「ミス・シャーロック」 - 賢く気高く美しく。願わくばふたたび観たいシャーロック・ホームズ
★★★★★+
シャーロック・ホームズとその相棒ワトソンが「もし現代の東京にいたら」「もし2人とも日本人女性だったら」という設定で繰り広げられる作品。Hulu JapanとHBOアジアによって共同製作された一本です。長らく観たかったドラマのひとつでしたが、Hulu再入会を機にようやく観ました。なるほど、この竹内結子は本当に絶妙なキャスティングだと思います。膨大な知識と天才的な頭脳、壊滅的な社会性、大切な相手にだけ示す子供のような愛情。国も性別も違えどホームズに対して抱いていたイメージをそのまま宿した生身の人間として彼女がそこにいる気がしました。そしてワトソンとしての貫地谷しほり。ホームズと対照的に母性と人間味のかたまりのような存在に彼女の柔和な雰囲気がよく合います。このふたりが女性であることがこんなにもしっくりくるとは想像しませんでした。匂い立つ世界観だけでも心を掴まれる冒頭。
外科医師の橘和都(貫地谷しほり)は、医療ボランティア先のシリアから帰国した日の空港で恩師の衝撃的な死を目の当たりにします。そして恩師の妻とともに受けた事情聴取にやってきた一人の女性と出会うことに。彼女の名前はシャーロック(竹内結子)。通称なのか本名なのかも分からず得体の知れないシャーロックですが、彼女は「捜査コンサルタント」として難解な事件が起こると呼ばれ、警視庁捜査一課の礼紋警部(滝藤賢一)、柴田巡査部長(中村倫也)に手を貸しているのでした。彼女の傍若無人な言動に抵抗を感じる和都でしたが、その人並み外れた推理力には心から感服します。シリアからの帰国で宿なし職なし状態だった和都は、シャーロックの兄で内閣情報調査室の内閣情報分析官である双葉健人(小澤征悦)の提案でなぜかシャーロックとルームシェアを始めることに。やがてシャーロックと和都のふたりはコンビとして様々な事件に関わるようになっていくのです。

--------------------------------

#### 課題一覧:
1 > 「ミス・シャーロック」の引用文のあらすじ部分で、役名のあとに括弧書きで示されている俳優名をすべて挙げてください。
2 > 「ミス・シャーロック」を紹介する引用文を、最後の文の後から書き継いでください。

データセットの行
--------------------------------

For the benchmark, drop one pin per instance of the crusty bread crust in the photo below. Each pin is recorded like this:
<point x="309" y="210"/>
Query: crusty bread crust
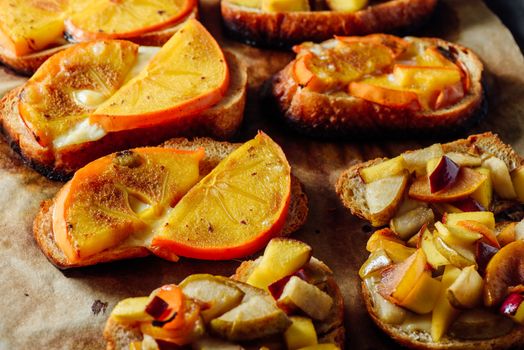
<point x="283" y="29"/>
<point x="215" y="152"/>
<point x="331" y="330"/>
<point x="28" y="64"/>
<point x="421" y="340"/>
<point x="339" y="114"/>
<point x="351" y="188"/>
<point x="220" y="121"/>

--------------------------------

#### 解答結果:
1 > 貫地谷しほり、竹内結子、滝藤賢一、中村倫也、小澤征悦

2 >
物語はまさにシャーロック・ホームズ。しかし「現代日本」と「日本人女性」という斬新な解釈に上手にはまっており、何より偏屈の代名詞とも言えるシャーロックを違和感なく消化している竹内結子。その脳内で知識と推理が瞬時に結びついていく様子はとにかく痛快です。和都は和都でそんな彼女の能力を心底認め、無礼な振る舞いを心配しつつ、無邪気な子供のようなシャーロックを優しく受け止める友人になっていきます。人並み外れた度量を感じさせる和都に心を許していくシャーロックも愛しい。
事件の数々は適度な反転、巧妙なトリック、そしてもちろん黒幕として裏で糸を引くあの人がいて…変に奇怪になりすぎたり安っぽくなることがなく、上質な推理ドラマを楽しむことができました。重ね重ねキャストとロケーションが良いと実感します。小澤征悦のマイクロフトもまたツボでした。妹同様のシャープな頭脳に妹よりまともな常識を持ち合わせ破天荒な妹を見守る姿。竹内結子と実の兄妹のように見えてきます。
最後の事件を経て、やはり観たかったシャーロックの帰還。ただただ惜しまれるのは竹内結子の不在です。こればかりは彼女のための役だと感じました。続編は想像の中に。